▶ **GIVEN REQUEST**
Set down the items below exactly as they appear, starting at their first line and ending at the line that contains "pixel 115 88", with both of those lines included.

▶ **DATA TO PROCESS**
--------
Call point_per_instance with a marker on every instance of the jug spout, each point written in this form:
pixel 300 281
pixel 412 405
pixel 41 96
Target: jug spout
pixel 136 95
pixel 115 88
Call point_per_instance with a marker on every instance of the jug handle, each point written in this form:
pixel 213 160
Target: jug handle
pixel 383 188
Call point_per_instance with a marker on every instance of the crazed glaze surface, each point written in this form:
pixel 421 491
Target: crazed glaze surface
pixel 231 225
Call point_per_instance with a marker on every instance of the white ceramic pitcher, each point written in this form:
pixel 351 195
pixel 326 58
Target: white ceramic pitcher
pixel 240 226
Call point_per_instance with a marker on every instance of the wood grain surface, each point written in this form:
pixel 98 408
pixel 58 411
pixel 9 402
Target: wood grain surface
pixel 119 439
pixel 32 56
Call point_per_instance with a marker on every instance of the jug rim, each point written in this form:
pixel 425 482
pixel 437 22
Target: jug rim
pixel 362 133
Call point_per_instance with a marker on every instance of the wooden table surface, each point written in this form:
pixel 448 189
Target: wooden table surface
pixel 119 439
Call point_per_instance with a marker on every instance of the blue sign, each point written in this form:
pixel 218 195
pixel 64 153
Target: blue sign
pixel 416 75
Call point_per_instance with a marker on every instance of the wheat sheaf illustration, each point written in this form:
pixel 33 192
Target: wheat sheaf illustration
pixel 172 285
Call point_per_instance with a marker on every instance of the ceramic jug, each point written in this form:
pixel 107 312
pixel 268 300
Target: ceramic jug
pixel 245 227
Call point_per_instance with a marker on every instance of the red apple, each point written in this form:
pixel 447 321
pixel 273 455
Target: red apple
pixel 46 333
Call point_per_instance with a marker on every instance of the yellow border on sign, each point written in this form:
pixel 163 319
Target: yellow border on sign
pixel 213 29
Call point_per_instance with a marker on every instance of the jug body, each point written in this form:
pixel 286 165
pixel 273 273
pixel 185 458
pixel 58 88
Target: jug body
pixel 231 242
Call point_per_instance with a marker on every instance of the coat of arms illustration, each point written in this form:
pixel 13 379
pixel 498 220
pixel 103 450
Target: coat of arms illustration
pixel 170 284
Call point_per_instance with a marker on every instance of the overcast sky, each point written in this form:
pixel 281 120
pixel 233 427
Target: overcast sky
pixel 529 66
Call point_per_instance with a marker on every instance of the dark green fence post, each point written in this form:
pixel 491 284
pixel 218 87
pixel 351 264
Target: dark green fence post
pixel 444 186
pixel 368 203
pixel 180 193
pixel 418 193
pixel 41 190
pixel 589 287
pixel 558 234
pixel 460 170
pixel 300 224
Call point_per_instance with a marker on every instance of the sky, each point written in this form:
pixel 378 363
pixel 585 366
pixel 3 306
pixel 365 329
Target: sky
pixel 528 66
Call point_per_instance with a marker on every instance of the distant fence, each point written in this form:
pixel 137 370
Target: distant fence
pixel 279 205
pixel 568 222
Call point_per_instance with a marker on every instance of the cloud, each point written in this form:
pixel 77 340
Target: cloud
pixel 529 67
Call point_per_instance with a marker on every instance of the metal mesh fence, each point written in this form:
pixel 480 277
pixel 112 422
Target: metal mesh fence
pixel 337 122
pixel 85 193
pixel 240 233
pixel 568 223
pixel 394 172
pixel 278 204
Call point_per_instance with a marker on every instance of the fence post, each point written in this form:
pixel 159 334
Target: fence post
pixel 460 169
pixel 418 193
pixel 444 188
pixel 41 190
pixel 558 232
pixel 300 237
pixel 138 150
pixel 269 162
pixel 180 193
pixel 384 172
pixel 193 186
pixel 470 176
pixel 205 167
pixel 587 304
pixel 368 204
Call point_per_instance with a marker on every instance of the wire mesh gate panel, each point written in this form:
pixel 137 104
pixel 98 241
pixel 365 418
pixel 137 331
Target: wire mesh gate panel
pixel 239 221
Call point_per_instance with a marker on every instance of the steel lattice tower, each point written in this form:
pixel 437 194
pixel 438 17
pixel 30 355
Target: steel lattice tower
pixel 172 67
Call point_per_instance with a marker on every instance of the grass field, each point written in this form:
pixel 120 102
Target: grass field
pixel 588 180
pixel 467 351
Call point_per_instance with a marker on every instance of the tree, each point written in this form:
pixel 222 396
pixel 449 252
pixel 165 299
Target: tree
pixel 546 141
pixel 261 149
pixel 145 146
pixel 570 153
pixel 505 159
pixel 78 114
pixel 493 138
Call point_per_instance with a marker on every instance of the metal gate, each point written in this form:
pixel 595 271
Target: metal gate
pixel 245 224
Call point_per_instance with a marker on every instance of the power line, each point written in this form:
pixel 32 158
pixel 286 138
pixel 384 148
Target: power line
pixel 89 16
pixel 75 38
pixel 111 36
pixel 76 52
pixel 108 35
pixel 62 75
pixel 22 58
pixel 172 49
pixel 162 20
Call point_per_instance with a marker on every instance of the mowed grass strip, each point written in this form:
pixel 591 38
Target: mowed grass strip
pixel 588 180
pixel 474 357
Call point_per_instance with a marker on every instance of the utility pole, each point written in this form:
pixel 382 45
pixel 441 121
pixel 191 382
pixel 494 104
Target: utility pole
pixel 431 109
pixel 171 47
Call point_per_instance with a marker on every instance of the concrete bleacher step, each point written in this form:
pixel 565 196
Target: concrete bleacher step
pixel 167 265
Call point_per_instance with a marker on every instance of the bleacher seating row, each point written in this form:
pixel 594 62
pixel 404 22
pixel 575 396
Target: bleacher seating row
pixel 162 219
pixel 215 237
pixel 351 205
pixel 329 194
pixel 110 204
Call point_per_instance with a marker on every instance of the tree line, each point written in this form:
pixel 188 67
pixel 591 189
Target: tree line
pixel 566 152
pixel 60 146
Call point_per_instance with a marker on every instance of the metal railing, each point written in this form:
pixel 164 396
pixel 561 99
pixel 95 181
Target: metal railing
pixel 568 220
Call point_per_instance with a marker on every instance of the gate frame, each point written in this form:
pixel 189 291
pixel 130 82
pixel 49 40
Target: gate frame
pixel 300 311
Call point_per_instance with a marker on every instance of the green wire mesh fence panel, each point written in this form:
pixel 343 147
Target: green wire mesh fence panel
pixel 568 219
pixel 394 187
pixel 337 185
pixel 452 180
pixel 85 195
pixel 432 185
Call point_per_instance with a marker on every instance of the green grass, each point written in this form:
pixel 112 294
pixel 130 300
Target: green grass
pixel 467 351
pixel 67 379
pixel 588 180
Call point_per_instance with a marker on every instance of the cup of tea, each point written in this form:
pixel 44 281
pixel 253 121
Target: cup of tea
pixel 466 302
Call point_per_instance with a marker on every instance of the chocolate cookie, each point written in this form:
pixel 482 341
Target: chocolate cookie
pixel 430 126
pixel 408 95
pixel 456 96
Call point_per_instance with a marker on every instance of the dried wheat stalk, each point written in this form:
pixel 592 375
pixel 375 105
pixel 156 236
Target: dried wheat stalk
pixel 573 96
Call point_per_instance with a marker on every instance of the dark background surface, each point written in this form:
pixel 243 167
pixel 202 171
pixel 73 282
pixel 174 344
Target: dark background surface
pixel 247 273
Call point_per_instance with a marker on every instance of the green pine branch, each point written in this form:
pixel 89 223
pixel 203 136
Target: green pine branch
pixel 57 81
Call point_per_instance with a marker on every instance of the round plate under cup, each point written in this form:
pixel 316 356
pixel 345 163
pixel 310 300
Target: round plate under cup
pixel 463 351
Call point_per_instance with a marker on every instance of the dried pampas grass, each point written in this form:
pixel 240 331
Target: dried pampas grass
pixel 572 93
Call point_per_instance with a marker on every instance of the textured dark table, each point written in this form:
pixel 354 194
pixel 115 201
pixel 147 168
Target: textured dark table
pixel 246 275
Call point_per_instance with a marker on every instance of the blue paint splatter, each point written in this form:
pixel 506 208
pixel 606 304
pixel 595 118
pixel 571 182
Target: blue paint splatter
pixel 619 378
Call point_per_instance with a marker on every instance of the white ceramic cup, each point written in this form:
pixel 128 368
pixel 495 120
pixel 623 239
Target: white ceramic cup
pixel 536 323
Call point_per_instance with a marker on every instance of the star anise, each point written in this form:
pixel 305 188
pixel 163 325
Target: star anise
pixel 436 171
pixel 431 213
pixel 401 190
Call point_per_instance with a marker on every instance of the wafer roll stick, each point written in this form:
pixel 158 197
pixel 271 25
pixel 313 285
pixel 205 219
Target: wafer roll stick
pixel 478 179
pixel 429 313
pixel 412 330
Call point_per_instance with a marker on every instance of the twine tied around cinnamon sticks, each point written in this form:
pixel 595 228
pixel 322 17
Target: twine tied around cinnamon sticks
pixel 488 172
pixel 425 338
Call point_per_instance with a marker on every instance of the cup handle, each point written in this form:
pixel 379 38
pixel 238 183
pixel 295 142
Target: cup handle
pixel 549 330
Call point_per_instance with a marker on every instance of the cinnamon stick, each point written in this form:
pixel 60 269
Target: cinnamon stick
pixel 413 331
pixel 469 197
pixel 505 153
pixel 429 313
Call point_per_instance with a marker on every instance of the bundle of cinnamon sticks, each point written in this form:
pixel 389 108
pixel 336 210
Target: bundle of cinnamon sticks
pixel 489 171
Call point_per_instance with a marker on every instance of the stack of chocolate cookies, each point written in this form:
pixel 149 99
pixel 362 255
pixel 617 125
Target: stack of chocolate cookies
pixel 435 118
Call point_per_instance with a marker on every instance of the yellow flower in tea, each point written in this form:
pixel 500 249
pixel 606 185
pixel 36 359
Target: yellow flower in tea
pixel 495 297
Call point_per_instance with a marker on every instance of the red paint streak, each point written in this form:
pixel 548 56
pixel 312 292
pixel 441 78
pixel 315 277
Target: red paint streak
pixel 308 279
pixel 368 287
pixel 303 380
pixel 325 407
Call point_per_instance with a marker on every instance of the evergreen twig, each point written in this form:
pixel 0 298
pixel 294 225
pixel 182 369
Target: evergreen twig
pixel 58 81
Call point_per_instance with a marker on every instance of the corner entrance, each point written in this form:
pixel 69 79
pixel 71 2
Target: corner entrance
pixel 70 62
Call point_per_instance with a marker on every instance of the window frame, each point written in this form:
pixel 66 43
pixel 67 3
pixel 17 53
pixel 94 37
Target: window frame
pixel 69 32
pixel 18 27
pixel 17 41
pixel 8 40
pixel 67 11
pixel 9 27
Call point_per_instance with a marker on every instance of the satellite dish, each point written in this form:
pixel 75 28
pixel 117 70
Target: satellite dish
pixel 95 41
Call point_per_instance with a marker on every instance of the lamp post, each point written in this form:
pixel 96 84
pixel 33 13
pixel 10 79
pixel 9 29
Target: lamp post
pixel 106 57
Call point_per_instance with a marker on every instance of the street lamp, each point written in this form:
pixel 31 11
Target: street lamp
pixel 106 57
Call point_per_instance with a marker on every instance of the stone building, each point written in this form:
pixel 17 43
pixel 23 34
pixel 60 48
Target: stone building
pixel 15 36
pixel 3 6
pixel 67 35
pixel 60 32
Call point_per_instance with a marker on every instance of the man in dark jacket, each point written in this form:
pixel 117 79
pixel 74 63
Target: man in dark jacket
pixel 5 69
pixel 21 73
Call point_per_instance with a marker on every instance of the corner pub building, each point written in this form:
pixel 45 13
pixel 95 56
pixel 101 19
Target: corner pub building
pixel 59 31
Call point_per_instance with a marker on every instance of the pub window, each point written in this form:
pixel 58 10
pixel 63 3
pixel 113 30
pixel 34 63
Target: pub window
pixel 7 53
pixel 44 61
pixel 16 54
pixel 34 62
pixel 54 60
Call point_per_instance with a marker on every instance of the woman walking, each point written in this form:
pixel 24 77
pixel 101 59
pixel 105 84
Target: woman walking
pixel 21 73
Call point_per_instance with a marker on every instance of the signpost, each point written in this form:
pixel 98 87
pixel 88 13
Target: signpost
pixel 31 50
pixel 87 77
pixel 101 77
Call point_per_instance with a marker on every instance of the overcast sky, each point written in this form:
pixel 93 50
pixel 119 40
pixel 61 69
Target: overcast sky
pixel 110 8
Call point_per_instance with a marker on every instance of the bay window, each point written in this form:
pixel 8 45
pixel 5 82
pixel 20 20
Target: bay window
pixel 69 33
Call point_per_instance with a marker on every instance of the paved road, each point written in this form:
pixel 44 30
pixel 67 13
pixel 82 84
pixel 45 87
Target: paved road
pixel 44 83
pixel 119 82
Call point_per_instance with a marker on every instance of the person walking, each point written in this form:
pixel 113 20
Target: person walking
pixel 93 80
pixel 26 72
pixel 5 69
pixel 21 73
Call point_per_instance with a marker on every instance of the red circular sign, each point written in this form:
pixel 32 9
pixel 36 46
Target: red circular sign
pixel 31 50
--------
▶ **ANSWER IN FULL**
Call point_per_instance with a marker on every instance of the jug spout, each point written in this form:
pixel 300 281
pixel 412 405
pixel 41 96
Target: jug spout
pixel 136 95
pixel 115 88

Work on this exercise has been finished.